━━━━━ Material to process
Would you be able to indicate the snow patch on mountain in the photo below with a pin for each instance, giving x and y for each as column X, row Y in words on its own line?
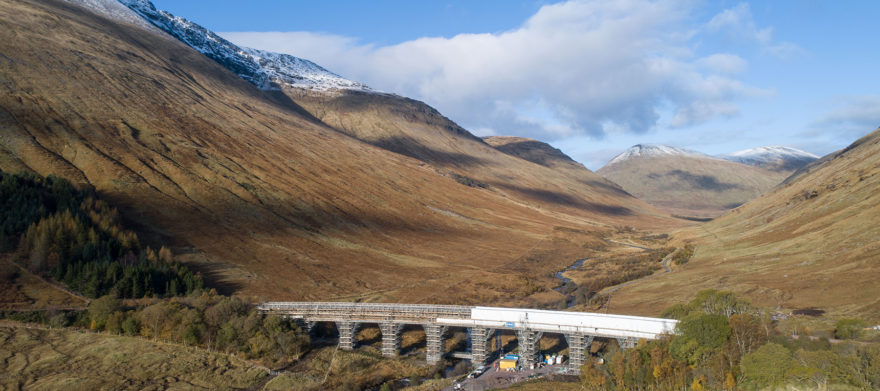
column 768, row 154
column 265, row 70
column 772, row 158
column 113, row 9
column 654, row 151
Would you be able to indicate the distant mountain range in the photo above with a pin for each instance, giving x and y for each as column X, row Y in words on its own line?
column 277, row 178
column 692, row 184
column 775, row 158
column 811, row 242
column 266, row 70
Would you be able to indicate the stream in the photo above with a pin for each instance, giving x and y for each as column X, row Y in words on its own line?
column 569, row 299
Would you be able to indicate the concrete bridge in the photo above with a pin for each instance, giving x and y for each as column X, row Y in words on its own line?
column 579, row 328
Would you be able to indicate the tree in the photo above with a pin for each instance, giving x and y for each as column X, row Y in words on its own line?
column 699, row 336
column 746, row 333
column 100, row 310
column 767, row 366
column 849, row 328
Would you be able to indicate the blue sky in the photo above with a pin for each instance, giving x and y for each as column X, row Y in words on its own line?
column 595, row 77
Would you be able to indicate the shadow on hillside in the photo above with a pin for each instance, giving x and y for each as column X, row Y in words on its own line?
column 607, row 186
column 703, row 182
column 409, row 147
column 213, row 275
column 568, row 200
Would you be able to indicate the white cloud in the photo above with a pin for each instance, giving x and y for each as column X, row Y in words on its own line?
column 580, row 67
column 852, row 118
column 724, row 63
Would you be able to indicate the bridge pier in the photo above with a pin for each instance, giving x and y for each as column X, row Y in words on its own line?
column 434, row 342
column 627, row 342
column 306, row 326
column 347, row 331
column 480, row 348
column 528, row 346
column 577, row 344
column 390, row 338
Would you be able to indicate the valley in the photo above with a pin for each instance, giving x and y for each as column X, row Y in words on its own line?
column 159, row 184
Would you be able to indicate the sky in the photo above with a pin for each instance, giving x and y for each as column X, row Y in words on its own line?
column 593, row 78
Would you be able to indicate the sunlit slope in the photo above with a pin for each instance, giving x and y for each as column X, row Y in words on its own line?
column 813, row 242
column 692, row 185
column 412, row 128
column 263, row 197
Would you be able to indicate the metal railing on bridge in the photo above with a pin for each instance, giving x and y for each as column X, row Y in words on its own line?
column 368, row 311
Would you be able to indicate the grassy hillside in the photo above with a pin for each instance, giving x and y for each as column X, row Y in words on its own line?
column 262, row 197
column 38, row 358
column 812, row 242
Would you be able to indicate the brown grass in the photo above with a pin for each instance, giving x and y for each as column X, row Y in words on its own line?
column 39, row 358
column 810, row 243
column 21, row 290
column 264, row 199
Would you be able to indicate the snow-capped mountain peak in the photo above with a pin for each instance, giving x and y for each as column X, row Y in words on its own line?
column 772, row 157
column 769, row 153
column 653, row 151
column 266, row 70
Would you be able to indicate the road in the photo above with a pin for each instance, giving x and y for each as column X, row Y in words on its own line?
column 493, row 378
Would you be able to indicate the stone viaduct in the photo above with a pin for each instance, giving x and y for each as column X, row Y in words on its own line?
column 579, row 328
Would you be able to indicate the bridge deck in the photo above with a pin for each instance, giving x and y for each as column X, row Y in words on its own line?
column 565, row 322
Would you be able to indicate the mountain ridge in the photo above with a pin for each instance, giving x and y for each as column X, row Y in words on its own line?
column 266, row 70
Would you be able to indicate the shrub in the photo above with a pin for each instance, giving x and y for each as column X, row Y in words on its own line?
column 849, row 328
column 767, row 366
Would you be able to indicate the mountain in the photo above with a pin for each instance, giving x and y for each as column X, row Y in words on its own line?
column 266, row 70
column 647, row 151
column 775, row 158
column 811, row 242
column 688, row 183
column 277, row 189
column 546, row 155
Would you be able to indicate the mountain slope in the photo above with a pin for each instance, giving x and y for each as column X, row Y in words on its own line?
column 812, row 242
column 775, row 158
column 263, row 69
column 685, row 182
column 264, row 198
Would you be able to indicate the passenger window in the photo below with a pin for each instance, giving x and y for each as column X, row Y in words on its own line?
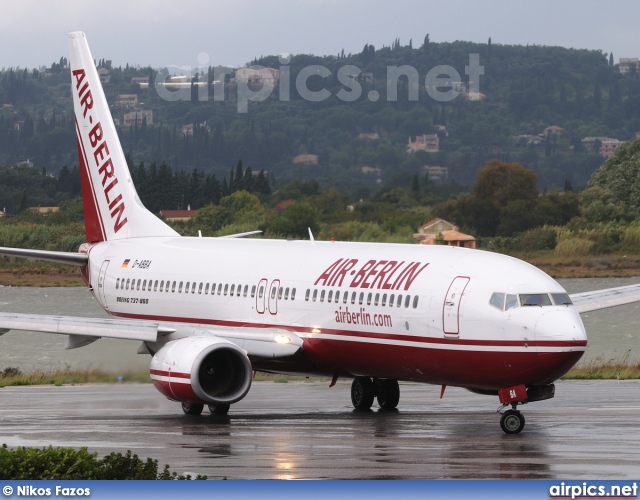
column 561, row 299
column 534, row 299
column 497, row 300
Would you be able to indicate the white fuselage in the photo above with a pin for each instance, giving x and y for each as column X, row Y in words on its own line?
column 399, row 311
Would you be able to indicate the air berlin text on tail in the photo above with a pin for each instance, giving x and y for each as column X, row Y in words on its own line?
column 373, row 274
column 100, row 153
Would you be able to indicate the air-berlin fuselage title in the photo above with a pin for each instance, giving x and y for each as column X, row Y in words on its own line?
━━━━━━━━━━
What needs to be done: Retype exactly the lines from the one containing "Would you be able to indicate the bridge deck" through the last line of the records above, both included, and leave out any pictures.

Response below:
Would you be able to indicate the bridge deck in the photo above with a pin for each instance, giving x and y for each as column X, row Y in words on its own line?
column 565, row 322
Would you be able to indicate the mountain ridge in the photo above with a pin for each instance, giving x and y for each as column X, row Y in words on its own line?
column 266, row 70
Would you be able to indicate the shrub in the photo above with a pin for each instance, giving x and y for each as column X, row Y in words on its own line?
column 849, row 328
column 767, row 366
Would you be able to indicate the mountain in the photo above with a pin for each instance, giving x and y for each as column X, row Y in words on its own line?
column 266, row 70
column 647, row 151
column 775, row 158
column 811, row 242
column 688, row 183
column 277, row 189
column 546, row 155
Would you be able to indicate the mountain slope in the photo above with a pin for each instance, giving x and y for each as column X, row Y in words on its own line?
column 812, row 242
column 775, row 158
column 263, row 69
column 685, row 182
column 264, row 198
Would you be able to indicate the passenger window in the photo below with a pin for each instance, giving x and y for each as column X, row Y in words on its own line?
column 561, row 299
column 534, row 299
column 497, row 300
Would you be able to indicate the white fuselage in the photo above with a pin for each instance, giving x and y for each as column X, row Y in words on its own line?
column 399, row 311
Would you be able to indicate the air berlin text on tail in the photo above with a pin for each instance, giving x and y for each as column X, row Y in words on its own line?
column 373, row 274
column 100, row 153
Would you be able to indicate the air-berlin fuselage title in the photo above with a pin for each instance, giving x and y for each as column X, row Y in words on its own line?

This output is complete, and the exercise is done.